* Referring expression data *
---+---
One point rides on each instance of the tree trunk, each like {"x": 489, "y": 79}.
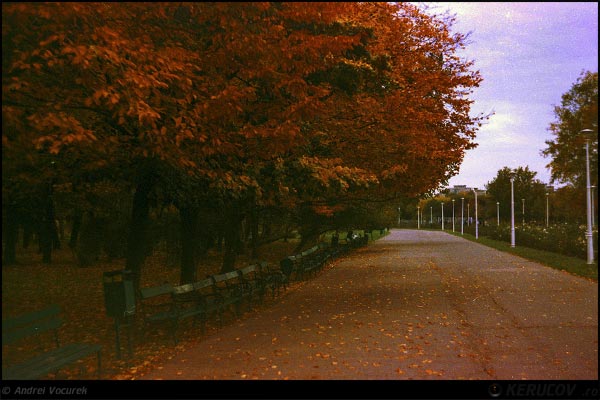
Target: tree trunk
{"x": 48, "y": 231}
{"x": 189, "y": 234}
{"x": 12, "y": 233}
{"x": 77, "y": 216}
{"x": 137, "y": 245}
{"x": 231, "y": 236}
---+---
* Task directions *
Render the data above verbatim and without pictures.

* Answer section *
One point rides on each instance of the tree trunk, each like {"x": 489, "y": 79}.
Target: tree trunk
{"x": 48, "y": 231}
{"x": 189, "y": 234}
{"x": 12, "y": 233}
{"x": 77, "y": 216}
{"x": 137, "y": 245}
{"x": 231, "y": 236}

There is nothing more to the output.